Content starts

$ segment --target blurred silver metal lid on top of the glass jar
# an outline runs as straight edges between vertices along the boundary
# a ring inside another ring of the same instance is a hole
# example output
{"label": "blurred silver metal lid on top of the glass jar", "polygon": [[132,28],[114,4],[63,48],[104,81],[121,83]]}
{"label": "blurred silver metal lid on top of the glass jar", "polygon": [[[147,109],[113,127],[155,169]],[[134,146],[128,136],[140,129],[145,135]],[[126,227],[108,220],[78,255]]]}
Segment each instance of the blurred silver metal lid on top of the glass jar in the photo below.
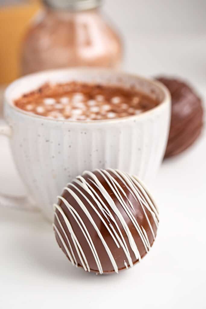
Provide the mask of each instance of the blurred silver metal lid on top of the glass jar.
{"label": "blurred silver metal lid on top of the glass jar", "polygon": [[83,11],[100,6],[102,0],[43,0],[43,2],[53,9]]}

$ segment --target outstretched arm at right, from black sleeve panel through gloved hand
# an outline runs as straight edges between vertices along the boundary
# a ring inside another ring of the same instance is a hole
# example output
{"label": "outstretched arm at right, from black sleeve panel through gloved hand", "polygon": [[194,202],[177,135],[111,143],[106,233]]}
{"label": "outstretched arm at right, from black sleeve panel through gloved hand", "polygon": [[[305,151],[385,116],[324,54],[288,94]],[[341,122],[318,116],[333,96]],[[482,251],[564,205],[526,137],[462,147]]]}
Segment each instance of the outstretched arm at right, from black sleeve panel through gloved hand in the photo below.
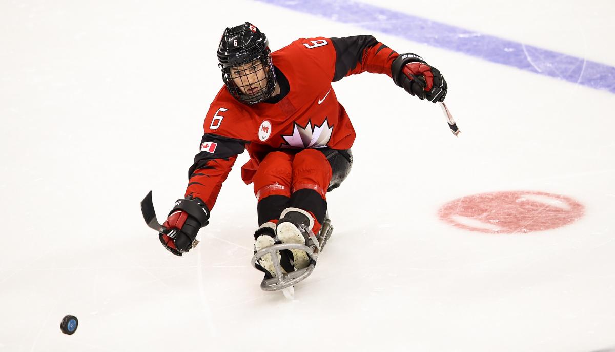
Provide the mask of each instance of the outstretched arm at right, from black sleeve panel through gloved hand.
{"label": "outstretched arm at right, from black sleeve panel through gloved hand", "polygon": [[330,38],[335,48],[335,74],[332,81],[363,72],[383,73],[411,95],[442,102],[448,86],[433,66],[416,54],[397,54],[373,36]]}

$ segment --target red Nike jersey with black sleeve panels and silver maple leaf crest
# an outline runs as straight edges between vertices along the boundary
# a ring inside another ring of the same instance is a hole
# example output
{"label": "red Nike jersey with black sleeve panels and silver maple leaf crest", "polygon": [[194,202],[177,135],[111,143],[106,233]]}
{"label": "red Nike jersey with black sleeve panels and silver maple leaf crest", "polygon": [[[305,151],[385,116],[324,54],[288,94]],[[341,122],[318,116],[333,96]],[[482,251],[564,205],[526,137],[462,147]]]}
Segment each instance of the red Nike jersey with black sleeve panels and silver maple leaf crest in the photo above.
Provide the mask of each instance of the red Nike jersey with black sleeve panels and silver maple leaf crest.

Content ends

▶ [What you have to do] Your reply should restate every entry exactly, with the pictures left out.

▶ [Solution to the problem]
$ segment --target blurred silver metal lid on top of the glass jar
# an outline runs as straight edges between vertices along the boundary
# a ring inside another ring of the same instance is a hole
# example output
{"label": "blurred silver metal lid on top of the glass jar", "polygon": [[132,28],[114,4],[63,48],[104,81],[121,83]]}
{"label": "blurred silver metal lid on top of the glass jar", "polygon": [[[147,109],[113,127],[155,169]],[[134,146],[128,136],[140,129],[145,135]],[[126,227],[108,220],[78,255]]]}
Segment each instance of the blurred silver metal lid on top of the glass jar in the photo below.
Provide the mask of each instance of the blurred silver metal lid on top of the glass jar.
{"label": "blurred silver metal lid on top of the glass jar", "polygon": [[83,11],[100,6],[102,0],[43,0],[43,2],[53,9]]}

$ segment --target outstretched arm at right, from black sleeve panel through gloved hand
# an outline runs as straight edges between vertices along the boundary
# a ring inside another ring of the same instance is a hole
# example output
{"label": "outstretched arm at right, from black sleeve panel through gloved hand", "polygon": [[194,202],[177,135],[111,143],[106,233]]}
{"label": "outstretched arm at right, from black sleeve panel through gloved hand", "polygon": [[[305,151],[385,116],[324,54],[288,94]],[[341,122],[318,116],[333,96]],[[482,251],[564,205],[526,137],[462,147]]]}
Segment each instance of the outstretched arm at right, from black sleeve panel through gloved hand in the photo below.
Provide the mask of each instance of the outstretched arm at right, from black sleeve panel through gloved hand.
{"label": "outstretched arm at right, from black sleeve panel through gloved hand", "polygon": [[330,38],[335,48],[335,74],[332,81],[363,72],[383,73],[411,95],[442,102],[448,86],[433,66],[416,54],[397,54],[373,36]]}

$ segment --target red Nike jersey with black sleeve panels and silver maple leaf crest
# an outline runs as straight edges between vertices along the boundary
# a ring inside another ring of the same instance is a hole
# example output
{"label": "red Nike jersey with black sleeve panels and silver maple leaf crest", "polygon": [[194,202],[177,135],[111,143],[106,233]]}
{"label": "red Nike jersey with black sleeve panels and silver maple leaf crest", "polygon": [[[305,151],[385,116],[324,54],[288,94]],[[341,122],[318,116],[333,96]],[[482,251],[564,205],[526,137],[462,147]]]}
Segment each instance of the red Nike jersey with black sleeve panels and silver maple leaf crest in the photo above.
Provide the mask of each instance of the red Nike jersey with black sleeve panels and silver maple leaf crest.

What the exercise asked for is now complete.